**DATASET RECORDS:**
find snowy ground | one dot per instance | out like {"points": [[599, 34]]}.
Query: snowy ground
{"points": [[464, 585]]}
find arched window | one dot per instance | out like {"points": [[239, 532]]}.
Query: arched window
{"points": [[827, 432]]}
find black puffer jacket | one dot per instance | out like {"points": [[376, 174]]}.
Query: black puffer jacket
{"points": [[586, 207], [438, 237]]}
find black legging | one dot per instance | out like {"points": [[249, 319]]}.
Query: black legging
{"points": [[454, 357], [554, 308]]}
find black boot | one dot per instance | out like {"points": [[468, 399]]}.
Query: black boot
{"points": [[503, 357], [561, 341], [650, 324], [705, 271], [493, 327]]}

**WORK TO COMPLETE:** Copy every line of the records above without changing anything.

**THE SOLUTION:**
find snowy ground | one dot per instance | out like {"points": [[599, 34]]}.
Query: snowy ground
{"points": [[464, 585]]}
find arched window | one dot per instance | out like {"points": [[239, 532]]}.
Query: arched window
{"points": [[827, 432]]}
find black puffer jacket | one dot per instance | out like {"points": [[376, 174]]}.
Query: black puffer jacket
{"points": [[586, 207], [438, 237]]}
find black legging | one dot per instance | out like {"points": [[249, 319]]}.
Query: black legging
{"points": [[454, 357], [554, 308]]}
find black boot | one dot per instance | out like {"points": [[468, 399]]}.
Query: black boot
{"points": [[503, 357], [561, 341], [650, 324], [705, 271], [493, 327]]}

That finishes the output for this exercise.